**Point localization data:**
********************

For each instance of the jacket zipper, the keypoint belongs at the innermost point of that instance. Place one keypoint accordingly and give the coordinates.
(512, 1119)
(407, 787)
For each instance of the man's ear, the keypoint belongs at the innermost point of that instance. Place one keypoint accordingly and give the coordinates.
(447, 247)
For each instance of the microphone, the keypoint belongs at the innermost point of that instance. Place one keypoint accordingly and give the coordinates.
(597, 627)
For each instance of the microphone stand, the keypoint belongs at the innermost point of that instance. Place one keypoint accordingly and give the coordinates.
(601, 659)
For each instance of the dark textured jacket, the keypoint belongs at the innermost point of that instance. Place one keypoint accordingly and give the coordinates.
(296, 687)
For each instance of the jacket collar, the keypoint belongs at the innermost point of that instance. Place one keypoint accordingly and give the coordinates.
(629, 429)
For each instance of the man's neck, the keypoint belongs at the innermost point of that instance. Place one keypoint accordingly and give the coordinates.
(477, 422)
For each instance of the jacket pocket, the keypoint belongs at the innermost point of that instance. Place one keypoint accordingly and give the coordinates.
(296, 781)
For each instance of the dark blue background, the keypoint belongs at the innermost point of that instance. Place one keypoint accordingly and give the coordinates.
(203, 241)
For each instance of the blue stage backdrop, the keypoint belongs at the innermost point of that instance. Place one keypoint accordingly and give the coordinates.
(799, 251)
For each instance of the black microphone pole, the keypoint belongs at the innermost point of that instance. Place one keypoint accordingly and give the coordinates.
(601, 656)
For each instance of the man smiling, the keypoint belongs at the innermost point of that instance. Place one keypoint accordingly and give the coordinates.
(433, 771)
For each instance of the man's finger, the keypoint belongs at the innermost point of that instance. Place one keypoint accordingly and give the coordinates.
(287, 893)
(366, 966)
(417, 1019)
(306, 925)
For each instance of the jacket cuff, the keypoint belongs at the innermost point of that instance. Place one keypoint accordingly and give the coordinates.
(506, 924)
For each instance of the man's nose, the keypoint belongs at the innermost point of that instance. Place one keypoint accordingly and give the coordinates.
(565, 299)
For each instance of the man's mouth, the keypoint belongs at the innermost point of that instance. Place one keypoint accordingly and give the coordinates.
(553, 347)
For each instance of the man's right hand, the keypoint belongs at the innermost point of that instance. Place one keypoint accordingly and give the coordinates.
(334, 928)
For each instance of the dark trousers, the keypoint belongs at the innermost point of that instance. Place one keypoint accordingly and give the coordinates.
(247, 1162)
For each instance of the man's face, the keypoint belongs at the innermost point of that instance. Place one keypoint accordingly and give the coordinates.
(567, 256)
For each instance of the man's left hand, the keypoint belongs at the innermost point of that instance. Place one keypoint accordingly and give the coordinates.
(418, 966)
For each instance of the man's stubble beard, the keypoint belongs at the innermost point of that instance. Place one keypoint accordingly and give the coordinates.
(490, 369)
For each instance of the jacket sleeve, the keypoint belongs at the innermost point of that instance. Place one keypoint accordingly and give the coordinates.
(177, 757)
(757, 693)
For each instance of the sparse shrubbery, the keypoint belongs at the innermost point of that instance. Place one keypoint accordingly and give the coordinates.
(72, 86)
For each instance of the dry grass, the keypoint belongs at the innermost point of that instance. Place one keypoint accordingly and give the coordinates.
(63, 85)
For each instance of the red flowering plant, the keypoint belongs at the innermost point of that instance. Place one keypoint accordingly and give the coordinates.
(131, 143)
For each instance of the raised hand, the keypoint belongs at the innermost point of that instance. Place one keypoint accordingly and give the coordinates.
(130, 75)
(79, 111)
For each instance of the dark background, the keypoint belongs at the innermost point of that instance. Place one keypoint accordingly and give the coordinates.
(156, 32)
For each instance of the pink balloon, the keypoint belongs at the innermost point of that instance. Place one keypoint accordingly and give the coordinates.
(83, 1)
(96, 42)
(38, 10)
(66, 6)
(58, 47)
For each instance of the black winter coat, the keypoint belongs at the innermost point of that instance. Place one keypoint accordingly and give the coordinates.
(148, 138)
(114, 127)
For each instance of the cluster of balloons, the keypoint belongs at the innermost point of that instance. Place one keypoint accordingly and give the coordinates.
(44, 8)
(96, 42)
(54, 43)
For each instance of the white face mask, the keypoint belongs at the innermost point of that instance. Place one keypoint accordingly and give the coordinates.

********************

**Directions:**
All entries above need to be copied verbatim.

**Result of the exercise:**
For each instance of the jacket zipper, the keypoint belongs at the innermost point of that instance. Place one keypoint accordingly and give the coordinates.
(512, 1119)
(407, 787)
For each instance of the man's ear, the keypoint belongs at the innermost point of that instance. Place one keypoint accordingly and give the coordinates.
(447, 247)
For each instance of the microphone, the keypoint belongs at the innermost point of that instance. Place one keypoint accordingly and give the coordinates.
(597, 627)
For each instance of the microphone stand, the keypoint belongs at the innermost point of that instance. Place one keypoint accordingly and give the coordinates.
(601, 659)
For each instance of the dark textured jacket, the keypoint belongs at the innermost point of that instance. Place one keypoint accordingly and give the coordinates.
(296, 687)
For each instance of the jacket collar, the keypoint belongs at the innermost point of that instance. Place one keypoint accordingly and give the coordinates.
(629, 429)
For each instance of the man's neck, the keypoint belongs at the innermost point of that instance. Place one keypoint accordingly and give the coordinates.
(477, 422)
For each instance of the jacket pocket, the keypoint belongs at the innermost point of that instance. Place one keypoint accordingly and give the coordinates.
(296, 781)
For each instance of the dark blue background, the keypoint belongs at the innermost point of that instance. Place one keypoint accordingly and give the coordinates.
(203, 241)
For each instance of the blue stage backdrop, the keypoint belongs at the innermost point of that instance. Place one keypoint accordingly and give the coordinates.
(799, 251)
For each instance of the black microphone pole, the keypoint belongs at the innermost point of that instance. Place one keypoint accordingly and give the coordinates.
(601, 656)
For each instance of the man smiling, the keypoint belongs at the innermost point of that instance. Place one keypoint accordingly and give the coordinates.
(433, 771)
For each instance of the man's finger, the keypoint belongs at the innermost point of that instance. Place one keypoint accordingly and give the coordinates.
(287, 893)
(366, 966)
(417, 1019)
(306, 925)
For each instance of the jacket cuff, the keypoint belongs at the innermost point of that instance. Place one keypoint accordingly and give the coordinates.
(506, 924)
For each instance of the man's nose, the keypoint belongs at the innermost point of that instance. Place one keypoint accordingly and give the coordinates.
(565, 299)
For each instance of the man's mouth, the keypoint belongs at the innermost point of that instance. Place one keypoint accordingly and give the coordinates.
(553, 347)
For each instance of the man's right hand, the keypoint belongs at the innermost point of that instance. Place one keypoint accordingly and give the coordinates.
(334, 928)
For each instance of the dark trousers, the keypoint belongs at the innermost point of that instance. Place one keypoint accordingly and give the coordinates.
(247, 1162)
For each instance of the man's face, the keypoint belongs at the innermost point of that instance. Place one keypoint accordingly and give the coordinates.
(567, 256)
For each instance of the man's left hand, the keypoint belongs at the innermost point of that instance. Place one keypoint accordingly and give the coordinates.
(418, 966)
For each instance of the man's stubble beard, the keypoint belongs at the innermost point of that instance. Place one keypoint accordingly and give the coordinates.
(490, 369)
For each instance of the jacket sleeve, the keypoint belongs at the innermost point of that instance. Place one keypoint accordingly and give the coordinates.
(177, 757)
(757, 693)
For each instance of the sparse shrubbery, the keypoint belongs at the innermost point of that instance. Place one keypoint accordingly and give the coordinates.
(72, 86)
For each instance of the dry grass, the keypoint belongs at the innermost point of that instance. Place one keypoint accordingly and give the coordinates.
(63, 85)
For each instance of the red flowering plant, the keypoint belongs at the innermost point of that instance. Place one keypoint accordingly and give the coordinates.
(131, 143)
For each instance of the raised hand, the keypoint belongs at the innermost point of that instance. Place one keypoint accordingly and give the coordinates.
(130, 75)
(79, 111)
For each instance of the dark background, the keypoint belongs at the innermost point of that instance. Place one keypoint accordingly and give the coordinates.
(156, 32)
For each instance of the pink balloon, the keypoint belongs at the innermost point of that instance. Place one keypoint accordingly and give the coordinates.
(83, 1)
(96, 42)
(38, 10)
(66, 6)
(58, 47)
For each instance of the black winter coat, the keypoint belongs at the innermost point of that instance. Place one keypoint accordingly and give the coordinates.
(148, 138)
(114, 127)
For each instance of the cluster of balloons, the keypoint belongs at the innermost point of that instance. Place one keypoint accordingly and give the coordinates.
(44, 8)
(96, 42)
(54, 43)
For each instance of the white face mask, the keypoint belongs at the innermost point of that instance. Place one keypoint accordingly and give the coordinates.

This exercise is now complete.